**Reading passage**:
* START *
This same pattern accounts for California.

To see what I mean, hover your mind above Atlanta and look north at the southern Appalachians. Then dial history back five million years. What you see won’t look much different. Do the same above Los Angeles or San Francisco and nothing will be the same, or even close.

Five million years is about 1/1000th of Earth’s history. If that history were compressed to a day, California showed up in less than the last minute. In that time California has formed and re-formed constantly, and is among the most provisional territories in the world. All of it is coming up, sliding down, spreading out and rearranging itself constantly, and will continue doing so through all the future that’s worth bothering to foresee. Debris flows are among its most casual methods.

But we do fight nature, and that’s what the Montecito quarry operation is about.

Other places in California are more experienced with debris flows, because they happen almost constantly there. The biggest of those by far is Los Angeles, which has placed catch basins at the mouths of canyons coming out of the San Gabriel Mountains. Some of these are massive. All resemble empty reservoirs. Some are actually quarries for rocks and gravel that emerge constantly from those mountains. None are pretty. Do we need some for Montecito? I don’t know.

But I do know it helps a lot to read John McPhee’s classic book The Control of Nature. Fortunately, you can start now by reading the first of a pair of essays that became the relevant chapter in that book. It’s free on the Web and called Los Angeles Against the Mountains I. Here’s an excerpt:

Debris flows amass in stream valleys and more or less resemble fresh concrete. They consist of water mixed with a good deal of solid material, most of which is above sand size. Some of it is Chevrolet size. Boulders bigger than cars ride long distances in debris flows. Boulders grouped like fish eggs pour downhill in debris flows. The dark material coming toward the Genofiles was not only full of boulders; it was so full of automobiles it was like bread dough mixed with raisins.

The Genofiles were a family that barely survived a debris flow on a slope of Verdugo Mountain, overlooking Los Angeles from Glendale. Here’s another story, about another site not far away:

The snout of the debris flow was twenty feet high, tapering behind. Debris flows sometimes ooze along, and sometimes move as fast as the fastest river rapids. The huge dark snout was moving nearly five hundred feet a minute and the rest of the flow behind was coming twice as fast, making roll waves as it piled forward against itself—this great slug, as geologists would describe it, this discrete slug, this heaving violence of wet cement. Already included in the debris were propane tanks, outbuildings, picnic tables, canyon live oaks, alders, sycamores, cottonwoods, a Lincoln Continental, an Oldsmobile, and countless boulders five feet thick. All this was spread wide a couple of hundred feet, and as the debris flow went through Hidden Springs it tore out more trees, picked up house trailers and more cars and more boulders, and knocked Gabe Hinterberg’s lodge completely off its foundation. Mary and Cal Drake were standing in their living room when a wall came off. “We got outside somehow,” he said later. “I just got away. She was trying to follow me. Evidently, her feet slipped out from under her. She slid right down into the main channel.” The family next door were picked up and pushed against their own ceiling. Two were carried away. Whole houses were torn loose with people inside them. A house was ripped in half. A bridge was obliterated. A large part of town was carried a mile downstream and buried in the reservoir behind Big Tujunga Dam. Thirteen people were part of the debris. Most of the bodies were never found.
* END *
**Required work**:
**1)** Sum up the passage on California debris flows in two sentences.
**2)** Switch "southern Appalachians" to "Great Smoky Mountains" in the passage on California debris flows, then write out the part that opens with the words "To see what" and closes with "most casual methods.".

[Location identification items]
* START *
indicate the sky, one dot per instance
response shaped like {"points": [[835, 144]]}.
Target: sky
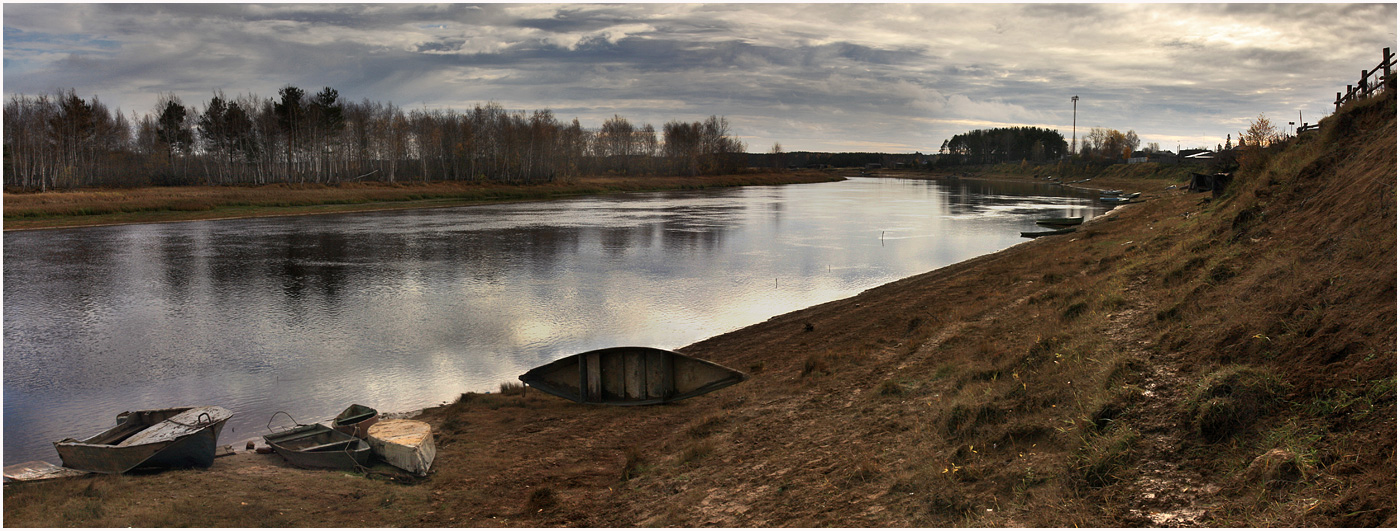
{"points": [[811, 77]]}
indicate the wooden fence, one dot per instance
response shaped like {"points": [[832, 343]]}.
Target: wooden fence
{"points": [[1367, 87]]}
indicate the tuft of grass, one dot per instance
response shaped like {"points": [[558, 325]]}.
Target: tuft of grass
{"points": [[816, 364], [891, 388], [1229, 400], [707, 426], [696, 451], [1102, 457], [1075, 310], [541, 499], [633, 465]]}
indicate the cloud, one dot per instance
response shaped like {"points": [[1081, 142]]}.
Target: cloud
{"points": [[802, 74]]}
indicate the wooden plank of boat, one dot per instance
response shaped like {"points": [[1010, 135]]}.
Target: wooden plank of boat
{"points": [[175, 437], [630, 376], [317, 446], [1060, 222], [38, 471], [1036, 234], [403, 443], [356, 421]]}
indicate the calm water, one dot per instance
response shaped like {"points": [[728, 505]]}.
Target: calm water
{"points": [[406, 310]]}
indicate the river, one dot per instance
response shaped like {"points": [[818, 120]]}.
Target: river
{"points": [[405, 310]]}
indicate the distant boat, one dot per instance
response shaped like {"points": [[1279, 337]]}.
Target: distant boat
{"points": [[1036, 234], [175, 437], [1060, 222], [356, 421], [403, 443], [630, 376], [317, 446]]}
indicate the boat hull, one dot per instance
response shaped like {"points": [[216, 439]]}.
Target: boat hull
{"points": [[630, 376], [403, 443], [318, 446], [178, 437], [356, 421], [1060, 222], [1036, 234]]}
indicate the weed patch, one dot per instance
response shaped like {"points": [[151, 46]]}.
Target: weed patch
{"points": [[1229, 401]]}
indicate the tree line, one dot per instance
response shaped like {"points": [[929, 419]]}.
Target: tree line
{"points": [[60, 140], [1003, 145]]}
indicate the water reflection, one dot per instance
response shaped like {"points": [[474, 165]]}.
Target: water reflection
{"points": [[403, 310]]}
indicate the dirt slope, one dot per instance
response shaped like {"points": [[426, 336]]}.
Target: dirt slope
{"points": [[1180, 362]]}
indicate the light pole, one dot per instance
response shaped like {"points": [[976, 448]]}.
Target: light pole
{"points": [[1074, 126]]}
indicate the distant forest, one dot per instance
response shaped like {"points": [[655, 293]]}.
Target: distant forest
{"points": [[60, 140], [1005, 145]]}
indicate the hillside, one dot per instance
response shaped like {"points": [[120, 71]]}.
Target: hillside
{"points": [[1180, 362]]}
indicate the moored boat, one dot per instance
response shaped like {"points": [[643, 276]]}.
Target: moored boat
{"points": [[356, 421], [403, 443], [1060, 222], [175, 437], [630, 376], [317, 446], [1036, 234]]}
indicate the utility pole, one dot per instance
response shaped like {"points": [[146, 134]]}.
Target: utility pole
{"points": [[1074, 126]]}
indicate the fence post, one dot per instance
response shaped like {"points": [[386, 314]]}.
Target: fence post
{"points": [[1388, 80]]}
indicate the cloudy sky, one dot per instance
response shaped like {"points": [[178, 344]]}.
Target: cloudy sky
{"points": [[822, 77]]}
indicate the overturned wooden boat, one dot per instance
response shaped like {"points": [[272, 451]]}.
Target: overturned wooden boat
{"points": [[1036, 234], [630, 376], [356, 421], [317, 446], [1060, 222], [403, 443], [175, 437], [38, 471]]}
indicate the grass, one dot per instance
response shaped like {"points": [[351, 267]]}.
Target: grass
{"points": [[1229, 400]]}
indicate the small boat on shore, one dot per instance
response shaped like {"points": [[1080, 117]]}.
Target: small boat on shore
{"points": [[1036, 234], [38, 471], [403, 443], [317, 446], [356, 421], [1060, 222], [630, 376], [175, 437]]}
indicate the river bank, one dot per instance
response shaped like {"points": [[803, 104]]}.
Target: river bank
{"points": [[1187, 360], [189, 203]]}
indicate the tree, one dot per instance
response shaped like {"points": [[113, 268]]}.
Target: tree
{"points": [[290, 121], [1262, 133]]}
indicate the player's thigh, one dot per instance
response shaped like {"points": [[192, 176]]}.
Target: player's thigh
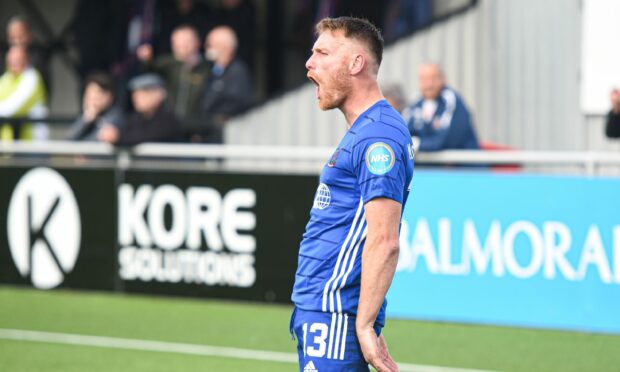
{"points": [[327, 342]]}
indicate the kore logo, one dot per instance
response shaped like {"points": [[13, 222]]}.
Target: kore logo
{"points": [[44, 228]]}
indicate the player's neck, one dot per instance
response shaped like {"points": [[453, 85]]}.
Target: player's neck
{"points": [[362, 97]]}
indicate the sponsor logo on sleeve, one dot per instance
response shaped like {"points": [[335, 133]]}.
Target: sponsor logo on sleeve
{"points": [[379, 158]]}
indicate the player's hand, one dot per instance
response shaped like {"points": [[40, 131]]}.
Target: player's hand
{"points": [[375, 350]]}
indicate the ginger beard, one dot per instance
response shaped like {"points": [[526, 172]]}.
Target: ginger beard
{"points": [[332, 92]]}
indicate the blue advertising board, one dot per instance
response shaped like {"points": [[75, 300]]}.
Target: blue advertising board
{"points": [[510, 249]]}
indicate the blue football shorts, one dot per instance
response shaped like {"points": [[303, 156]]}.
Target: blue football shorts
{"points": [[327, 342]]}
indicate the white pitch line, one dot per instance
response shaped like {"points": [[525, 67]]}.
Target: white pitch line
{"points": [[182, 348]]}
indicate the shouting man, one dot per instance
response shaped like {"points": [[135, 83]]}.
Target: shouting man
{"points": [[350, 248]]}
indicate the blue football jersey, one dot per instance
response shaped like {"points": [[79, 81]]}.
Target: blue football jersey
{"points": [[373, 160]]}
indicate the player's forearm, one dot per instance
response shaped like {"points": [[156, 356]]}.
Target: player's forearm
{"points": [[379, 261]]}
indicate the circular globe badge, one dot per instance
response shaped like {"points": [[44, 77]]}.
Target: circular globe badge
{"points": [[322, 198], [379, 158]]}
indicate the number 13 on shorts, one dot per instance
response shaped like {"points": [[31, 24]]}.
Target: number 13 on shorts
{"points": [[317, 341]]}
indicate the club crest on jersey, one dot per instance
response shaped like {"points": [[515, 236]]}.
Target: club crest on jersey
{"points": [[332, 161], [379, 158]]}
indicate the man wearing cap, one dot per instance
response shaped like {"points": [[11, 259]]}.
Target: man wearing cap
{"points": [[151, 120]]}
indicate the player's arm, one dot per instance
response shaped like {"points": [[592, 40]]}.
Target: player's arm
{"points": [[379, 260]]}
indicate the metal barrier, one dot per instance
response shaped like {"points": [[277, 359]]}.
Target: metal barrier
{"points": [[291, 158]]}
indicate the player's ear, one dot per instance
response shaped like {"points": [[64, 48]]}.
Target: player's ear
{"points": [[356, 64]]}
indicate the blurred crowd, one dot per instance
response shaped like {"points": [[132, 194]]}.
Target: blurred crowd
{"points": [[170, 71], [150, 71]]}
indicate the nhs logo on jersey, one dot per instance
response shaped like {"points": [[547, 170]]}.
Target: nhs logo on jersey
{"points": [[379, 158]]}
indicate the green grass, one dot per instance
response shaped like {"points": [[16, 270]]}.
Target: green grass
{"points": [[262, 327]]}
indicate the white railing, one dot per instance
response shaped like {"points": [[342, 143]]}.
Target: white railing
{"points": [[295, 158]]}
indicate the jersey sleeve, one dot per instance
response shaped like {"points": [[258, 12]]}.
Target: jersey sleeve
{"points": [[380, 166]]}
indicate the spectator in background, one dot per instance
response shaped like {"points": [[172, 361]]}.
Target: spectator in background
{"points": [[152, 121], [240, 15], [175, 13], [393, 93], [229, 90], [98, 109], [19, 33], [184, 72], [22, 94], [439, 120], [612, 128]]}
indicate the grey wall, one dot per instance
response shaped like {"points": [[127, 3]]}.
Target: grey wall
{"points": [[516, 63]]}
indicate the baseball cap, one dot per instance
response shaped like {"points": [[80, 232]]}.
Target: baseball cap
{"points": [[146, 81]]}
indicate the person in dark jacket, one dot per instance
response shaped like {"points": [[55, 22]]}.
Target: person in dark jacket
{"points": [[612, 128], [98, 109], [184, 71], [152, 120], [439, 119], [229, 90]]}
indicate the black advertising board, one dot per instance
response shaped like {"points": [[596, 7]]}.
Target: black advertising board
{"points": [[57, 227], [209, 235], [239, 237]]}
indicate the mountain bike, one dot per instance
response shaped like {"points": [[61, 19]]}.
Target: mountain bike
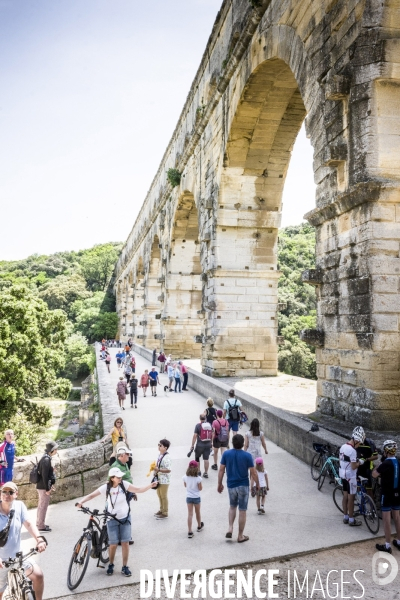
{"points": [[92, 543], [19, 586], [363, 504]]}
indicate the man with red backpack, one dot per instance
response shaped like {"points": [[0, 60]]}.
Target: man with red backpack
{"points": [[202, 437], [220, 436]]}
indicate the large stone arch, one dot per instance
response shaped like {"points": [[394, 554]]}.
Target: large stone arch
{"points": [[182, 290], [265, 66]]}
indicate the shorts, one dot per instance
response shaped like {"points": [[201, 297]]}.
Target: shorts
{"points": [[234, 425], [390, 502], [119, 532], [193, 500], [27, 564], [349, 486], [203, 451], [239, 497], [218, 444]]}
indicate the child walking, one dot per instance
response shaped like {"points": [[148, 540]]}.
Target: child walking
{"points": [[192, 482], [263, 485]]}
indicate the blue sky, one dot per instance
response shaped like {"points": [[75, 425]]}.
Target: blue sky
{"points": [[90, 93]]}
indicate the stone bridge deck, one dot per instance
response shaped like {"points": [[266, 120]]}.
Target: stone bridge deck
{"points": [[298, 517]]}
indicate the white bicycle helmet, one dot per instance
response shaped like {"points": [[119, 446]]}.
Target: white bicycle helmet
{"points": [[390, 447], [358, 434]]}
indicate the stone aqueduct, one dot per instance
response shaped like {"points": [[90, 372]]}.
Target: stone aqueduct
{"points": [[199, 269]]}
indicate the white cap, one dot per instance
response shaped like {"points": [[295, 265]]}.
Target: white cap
* END *
**The responses**:
**1)** California has formed and re-formed constantly over about the last five million years, making it among the most provisional territories in the world, and debris flows are among its most casual methods. Los Angeles, where debris flows happen almost constantly, has placed catch basins at canyon mouths, and excerpts from John McPhee describe flows that carried boulders, cars and houses, with thirteen people becoming part of the debris.

**2)**
To see what I mean, hover your mind above Atlanta and look north at the Great Smoky Mountains. Then dial history back five million years. What you see won’t look much different. Do the same above Los Angeles or San Francisco and nothing will be the same, or even close.

Five million years is about 1/1000th of Earth’s history. If that history were compressed to a day, California showed up in less than the last minute. In that time California has formed and re-formed constantly, and is among the most provisional territories in the world. All of it is coming up, sliding down, spreading out and rearranging itself constantly, and will continue doing so through all the future that’s worth bothering to foresee. Debris flows are among its most casual methods.